• [Instructions for the task]
Your answer must be an exact copy of the data, without any pictures.

● ● ● ● ●

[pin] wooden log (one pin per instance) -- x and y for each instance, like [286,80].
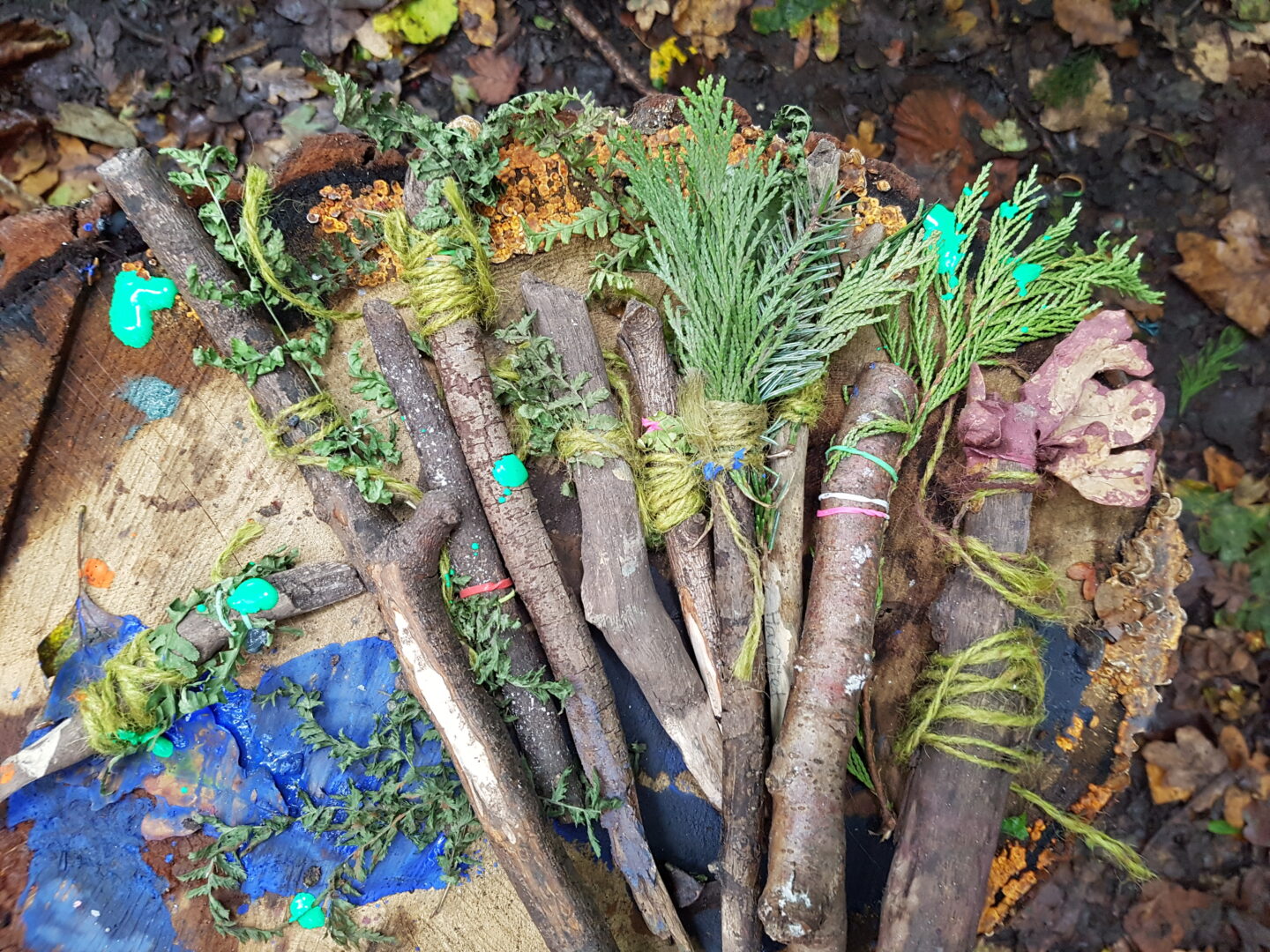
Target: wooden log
[435,664]
[617,593]
[950,820]
[305,588]
[530,852]
[473,551]
[526,547]
[744,734]
[808,776]
[687,545]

● ● ● ● ●

• [Task solution]
[pin] wooden log (one pin per instance) -- x and y for each instance, like [286,80].
Target: wooden log
[435,664]
[617,593]
[950,820]
[305,588]
[530,852]
[473,551]
[526,547]
[744,734]
[808,776]
[687,545]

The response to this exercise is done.